Monitor active network interfaces and print a message when an interface is added or removed using psutil and socket.

Medium Python 3.9+ Jun 28, 2026 Automation & scripting 2 views 0 copies

Requires third-party packages — install first
pip install psutil

Python code

35 lines
Python 3.9+
import socket
import psutil
import time

def get_network_interfaces():
    """Return a set of currently active interface names."""
    active_ifaces = set()
    for iface, addrs in psutil.net_if_addrs().items():
        for addr in addrs:
            if addr.family == socket.AF_INET:  # IPv4 address present
                active_ifaces.add(iface)
                break
    return active_ifaces

def monitor_interface_changes(interval=2):
    print(f"Monitoring network interface changes every {interval}s. Press Ctrl+C to stop.")
    prev = get_network_interfaces()
    print(f"Initial interfaces: {prev}")
    try:
        while True:
            time.sleep(interval)
            current = get_network_interfaces()
            if current != prev:
                added = current - prev
                removed = prev - current
                if added:
                    print(f"[+] Interface added: {added}")
                if removed:
                    print(f"[-] Interface removed: {removed}")
                prev = current
    except KeyboardInterrupt:
        print("\nMonitoring stopped.")

if __name__ == "__main__":
    monitor_interface_changes()

Output

stdout
Monitoring network interface changes every 2s. Press Ctrl+C to stop.

[Raw records]
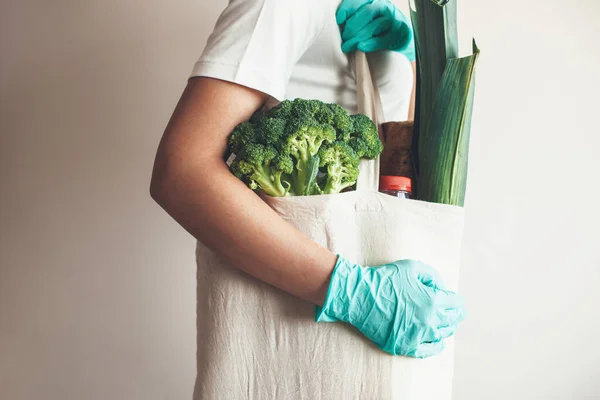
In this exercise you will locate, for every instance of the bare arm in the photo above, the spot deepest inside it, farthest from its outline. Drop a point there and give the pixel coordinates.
(193, 184)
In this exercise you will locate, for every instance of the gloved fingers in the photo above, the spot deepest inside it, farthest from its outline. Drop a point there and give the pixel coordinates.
(369, 32)
(365, 15)
(357, 22)
(428, 350)
(373, 44)
(451, 316)
(430, 277)
(348, 8)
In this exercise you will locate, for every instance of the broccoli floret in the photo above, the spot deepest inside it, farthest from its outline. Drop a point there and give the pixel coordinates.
(364, 138)
(262, 167)
(242, 136)
(341, 163)
(303, 140)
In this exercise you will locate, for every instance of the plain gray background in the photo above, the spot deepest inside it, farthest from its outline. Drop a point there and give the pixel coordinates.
(97, 284)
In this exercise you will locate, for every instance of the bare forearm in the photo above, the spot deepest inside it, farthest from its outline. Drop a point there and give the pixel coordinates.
(193, 184)
(231, 220)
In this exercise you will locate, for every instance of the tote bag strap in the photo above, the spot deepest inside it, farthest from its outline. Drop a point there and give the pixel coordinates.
(369, 103)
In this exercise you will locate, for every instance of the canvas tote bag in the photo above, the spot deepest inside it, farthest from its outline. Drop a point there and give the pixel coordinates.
(257, 342)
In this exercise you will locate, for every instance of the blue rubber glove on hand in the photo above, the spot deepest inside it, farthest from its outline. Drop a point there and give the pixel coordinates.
(372, 25)
(399, 306)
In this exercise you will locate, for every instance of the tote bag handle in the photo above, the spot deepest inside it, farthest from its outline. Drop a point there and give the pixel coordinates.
(368, 102)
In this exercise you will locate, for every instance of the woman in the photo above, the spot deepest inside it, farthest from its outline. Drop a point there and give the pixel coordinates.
(260, 52)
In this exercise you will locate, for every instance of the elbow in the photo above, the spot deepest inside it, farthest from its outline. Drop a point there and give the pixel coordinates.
(159, 188)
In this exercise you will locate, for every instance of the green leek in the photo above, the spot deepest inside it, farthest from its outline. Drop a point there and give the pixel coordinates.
(444, 104)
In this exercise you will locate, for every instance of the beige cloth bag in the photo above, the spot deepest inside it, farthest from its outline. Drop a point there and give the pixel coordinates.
(257, 342)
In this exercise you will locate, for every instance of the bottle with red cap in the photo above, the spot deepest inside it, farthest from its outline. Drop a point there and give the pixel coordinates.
(397, 186)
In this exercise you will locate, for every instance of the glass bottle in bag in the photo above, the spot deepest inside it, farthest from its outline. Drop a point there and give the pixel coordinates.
(397, 186)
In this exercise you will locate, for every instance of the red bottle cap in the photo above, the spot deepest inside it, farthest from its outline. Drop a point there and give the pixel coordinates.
(388, 182)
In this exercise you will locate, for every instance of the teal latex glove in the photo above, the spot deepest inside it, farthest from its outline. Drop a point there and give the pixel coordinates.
(372, 25)
(401, 307)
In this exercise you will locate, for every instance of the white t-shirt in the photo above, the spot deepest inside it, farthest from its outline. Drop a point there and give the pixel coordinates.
(292, 48)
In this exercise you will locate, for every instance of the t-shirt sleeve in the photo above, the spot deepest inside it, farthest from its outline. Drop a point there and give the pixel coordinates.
(256, 43)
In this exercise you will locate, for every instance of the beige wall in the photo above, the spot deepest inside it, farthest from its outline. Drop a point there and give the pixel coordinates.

> Actions to take
(a) Translate this sentence from the network interface monitor into Spanish: "Monitor active network interfaces and print a message when an interface is added or removed using psutil and socket."
(b) Using the network interface monitor, decide whether each statement agrees with the text. Answer yes or no and quote the words that decide it. (i) By default, the script checks for interface changes every 5 seconds. (ii) An interface is counted as active only if it has an IPv4 address. (iii) The psutil package must be installed before the code runs.
(c) Carry on the network interface monitor from the point where the text stops.
The rows play no role in this work.

> Responses per task
(a) Supervisa las interfaces de red activas e imprime un mensaje cuando se agrega o se elimina una interfaz, usando psutil y socket.

(b)
(i) No: "def monitor_interface_changes(interval=2):"
(ii) Yes: "if addr.family == socket.AF_INET:  # IPv4 address present"
(iii) Yes: "Requires third-party packages — install first"

(c)
Initial interfaces: {'eth0', 'wlan0', 'lo'}
[+] Interface added: {'eth1'}
[-] Interface removed: {'eth0'}

Monitoring stopped.

How it works

This script uses psutil.net_if_addrs() to fetch all network interfaces and checks each address family with socket.AF_INET to identify IPv4-enabled interfaces. By comparing the current set of active interfaces with the previous set on each loop iteration, it detects additions and removals. The script keeps running until interrupted via Ctrl+C, making it suitable for live network monitoring. The use of time.sleep(interval) controls the polling frequency without consuming excessive CPU.

Common mistakes

  • Forgetting to install psutil with `pip install psutil` before running the script.
  • Filtering by IPv4 only — virtual or IPv6-only interfaces may be missed if the code is not adjusted.
  • Not handling permissions: on some systems, psutil may require elevated privileges to access all interface details.

Variations

  1. Use `asyncio` with `asyncio.sleep` for non-blocking monitoring in async applications.
  2. Extend the script to send an email or Slack notification when a change is detected using `smtplib` or `requests`.

Real-world use cases

  • Automatically logging when a VPN interface connects or disconnects on a remote server.
  • Triggering a network configuration reload in a container orchestration tool when interfaces change.
  • Alerting a user when a USB network adapter is plugged in or unplugged on a laptop.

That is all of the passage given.